[TEKS DOKUMEN]
- - -

Aktivitas sosok Gus Dur
tidak lepas dari berbagai aspek baik aspek agama, sosial, ekonomi, politik, dan
budaya bahkan hingga sumberdaya alam dan lingkungan hidup. Banyak kalangan yang
menulis sosok beliau dari aspek agama, sosial, ekonomi, politik dan budaya
hingga menghasilkan beratus-ratus kajian dan buku-buku sampai kegiatan sarasehan/kongkow
yang dilakukan untuk membedah pemikiran beliau. Namun tidak banyak yang
membahas tentang bagaimana upaya dan usaha Gus Dur andil dalam mewujudkan tata
kelola sumberdaya alam dan lingkungan hidup yang selama ini ia fikirkan dan
lakukan untuk menjaga keharmonisan antara manusia dan alam semesta (hablum minal ‘alam).
Gus Dur yang lahir di
Jombang 7 September 1940 menjadi sosok guru bangsa yang terus di dambakan oleh
masyarakat. Dalam dirinya melekat sosok yang humanis (memanusiakan manusia) yang
salah satunya dikarenakan latar belakang dari keluarga pesantren yang selalu
melekat dan menjadi spirit dalam mendasari pemikiran dan tindakan landasan
beliau untuk memperjuangkan nilai-nilai kemanusiaan melalui berbagai cara.
Salah satunya yaitu menyelamatkan sumberdaya alam dan lingkungan hidup yang juga
tertuang dalam Al-Qur’an yang pada intinya bahwa manusia memiliki
kewajiban-kewajiban yang melekat baik kewajiban kepada Tuhan Sang Pencipta,
kewajiban antar sesama manusia, dan kewajiban kepada alam semesta. Maka dalam
tulisan ini akan mengulas bagaimana pemikiran-pemikiran Gus Dur dalam mweujudkan
tata kelola sumberdaya alam dan lingkungan hidup yang adil dan berkelanjutan
untuk menjaga keseimbangan antara kehidupan manusia dan alam.

- - -

[Entri dari kumpulan anotasi titik]
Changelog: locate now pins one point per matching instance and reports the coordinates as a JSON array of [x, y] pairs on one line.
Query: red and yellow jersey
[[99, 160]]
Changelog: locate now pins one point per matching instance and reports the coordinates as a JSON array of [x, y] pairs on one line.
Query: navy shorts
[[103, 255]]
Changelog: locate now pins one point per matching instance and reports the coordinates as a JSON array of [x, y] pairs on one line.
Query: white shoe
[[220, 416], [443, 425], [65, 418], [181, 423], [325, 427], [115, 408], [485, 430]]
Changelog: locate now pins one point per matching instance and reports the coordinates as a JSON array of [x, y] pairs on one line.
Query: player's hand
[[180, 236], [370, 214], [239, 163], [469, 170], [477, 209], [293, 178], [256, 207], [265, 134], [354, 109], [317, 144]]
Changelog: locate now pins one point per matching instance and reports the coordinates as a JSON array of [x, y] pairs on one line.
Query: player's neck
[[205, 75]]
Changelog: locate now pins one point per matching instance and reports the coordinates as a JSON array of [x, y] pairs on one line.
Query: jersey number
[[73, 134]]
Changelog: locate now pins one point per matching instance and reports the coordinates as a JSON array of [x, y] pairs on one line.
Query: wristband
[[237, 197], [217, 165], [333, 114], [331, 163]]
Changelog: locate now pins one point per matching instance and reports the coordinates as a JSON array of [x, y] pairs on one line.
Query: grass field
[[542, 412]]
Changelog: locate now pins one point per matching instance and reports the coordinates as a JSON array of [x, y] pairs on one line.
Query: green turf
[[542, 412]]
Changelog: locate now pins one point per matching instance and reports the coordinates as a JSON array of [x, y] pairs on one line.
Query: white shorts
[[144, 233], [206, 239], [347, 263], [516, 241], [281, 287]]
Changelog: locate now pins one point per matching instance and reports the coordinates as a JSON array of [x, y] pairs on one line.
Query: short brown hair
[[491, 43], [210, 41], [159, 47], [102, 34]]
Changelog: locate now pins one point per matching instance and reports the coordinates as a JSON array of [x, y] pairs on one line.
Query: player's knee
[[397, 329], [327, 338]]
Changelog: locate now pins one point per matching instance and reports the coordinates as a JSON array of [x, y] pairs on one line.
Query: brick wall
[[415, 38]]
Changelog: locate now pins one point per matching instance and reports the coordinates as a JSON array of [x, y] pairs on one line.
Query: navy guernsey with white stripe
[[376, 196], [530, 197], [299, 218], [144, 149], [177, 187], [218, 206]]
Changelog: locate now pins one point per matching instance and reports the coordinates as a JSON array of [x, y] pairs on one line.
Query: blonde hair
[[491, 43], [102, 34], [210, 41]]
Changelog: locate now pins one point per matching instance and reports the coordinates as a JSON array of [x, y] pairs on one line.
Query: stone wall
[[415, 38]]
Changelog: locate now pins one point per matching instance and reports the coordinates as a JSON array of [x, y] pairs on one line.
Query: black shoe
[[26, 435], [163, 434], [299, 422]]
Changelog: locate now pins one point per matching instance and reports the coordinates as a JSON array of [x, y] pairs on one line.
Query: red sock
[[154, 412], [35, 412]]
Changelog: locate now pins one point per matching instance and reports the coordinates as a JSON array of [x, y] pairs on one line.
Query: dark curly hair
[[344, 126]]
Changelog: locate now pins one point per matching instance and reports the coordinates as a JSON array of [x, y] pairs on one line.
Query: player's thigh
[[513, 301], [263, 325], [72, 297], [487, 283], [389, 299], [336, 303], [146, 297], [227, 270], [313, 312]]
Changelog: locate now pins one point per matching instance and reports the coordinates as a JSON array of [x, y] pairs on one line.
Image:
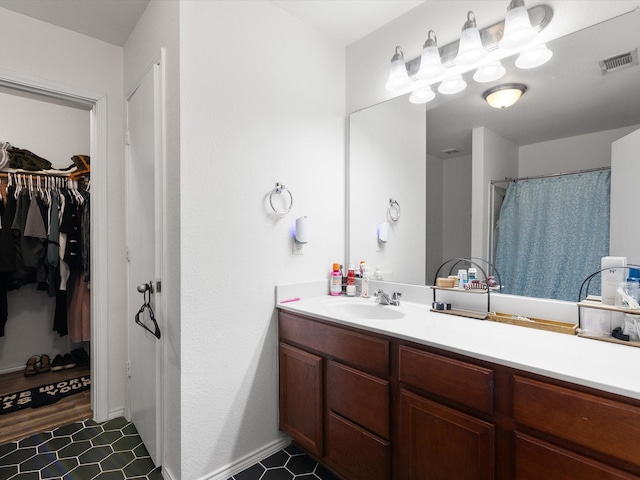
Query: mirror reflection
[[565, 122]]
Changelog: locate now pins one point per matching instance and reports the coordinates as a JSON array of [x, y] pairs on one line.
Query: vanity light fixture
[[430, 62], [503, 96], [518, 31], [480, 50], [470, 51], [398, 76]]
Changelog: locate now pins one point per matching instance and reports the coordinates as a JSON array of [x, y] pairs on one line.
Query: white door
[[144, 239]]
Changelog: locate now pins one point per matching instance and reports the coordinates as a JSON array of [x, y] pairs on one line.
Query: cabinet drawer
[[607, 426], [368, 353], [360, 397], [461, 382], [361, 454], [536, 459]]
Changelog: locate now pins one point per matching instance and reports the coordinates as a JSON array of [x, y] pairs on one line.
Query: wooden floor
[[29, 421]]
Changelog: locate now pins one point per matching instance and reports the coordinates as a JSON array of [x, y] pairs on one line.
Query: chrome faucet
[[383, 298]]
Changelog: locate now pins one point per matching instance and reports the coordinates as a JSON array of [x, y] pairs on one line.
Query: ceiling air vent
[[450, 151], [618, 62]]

- - -

[SOAL LATIHAN 1] Sebutkan semua kewajiban yang melekat pada manusia menurut teks tentang Gus Dur.
[SOAL LATIHAN 2] Sajikan baris-baris entri anotasi titik, mulai dari baris pertama hingga baris yang memuat "[[103, 255]]" (keduanya termasuk), sebagai CSV dua kolom bernama kueri dan jawaban. Buat satu baris CSV untuk setiap kueri: teksnya dan jawabannya, masing-masing dalam satu kolom berkutip dengan jeda baris diganti spasi.

[JAWABAN BENAR 1]
Kewajiban kepada Tuhan Sang Pencipta
Kewajiban antar sesama manusia
Kewajiban kepada alam semesta

[JAWABAN BENAR 2]
kueri,jawaban
"Changelog: locate now pins one point per matching instance and reports the coordinates as a JSON array of [x, y] pairs on one line. Query: red and yellow jersey","[[99, 160]]"
"Changelog: locate now pins one point per matching instance and reports the coordinates as a JSON array of [x, y] pairs on one line. Query: navy shorts","[[103, 255]]"